▶ YOUR TASK
Render the records below as a numbered list, leaving out blank lines and omitting the pictures.

Start of EXTRACTED RECORDS

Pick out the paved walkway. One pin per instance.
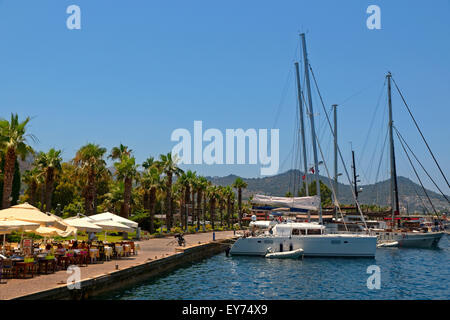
(150, 249)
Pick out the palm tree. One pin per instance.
(213, 196)
(50, 164)
(221, 199)
(186, 183)
(169, 168)
(151, 180)
(32, 179)
(229, 195)
(240, 184)
(193, 184)
(126, 170)
(118, 152)
(90, 163)
(13, 140)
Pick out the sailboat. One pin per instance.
(310, 237)
(404, 238)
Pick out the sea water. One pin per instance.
(404, 274)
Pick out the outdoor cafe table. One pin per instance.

End of EXTRACTED RECORDS

▶ ANSWER TO THE TASK
1. Pick out the paved walkway. One pin per instance.
2. (150, 249)
3. Pick out the palm tree. One pin per instance.
4. (213, 196)
5. (50, 164)
6. (221, 199)
7. (186, 183)
8. (169, 168)
9. (151, 180)
10. (32, 179)
11. (229, 195)
12. (240, 184)
13. (193, 184)
14. (126, 170)
15. (118, 152)
16. (90, 163)
17. (13, 140)
18. Pick out the sailboat. One pin per instance.
19. (310, 237)
20. (404, 238)
21. Pick out the sea water. One pin per instance.
22. (404, 274)
23. Pick out the outdoor cafe table. One pin per instance.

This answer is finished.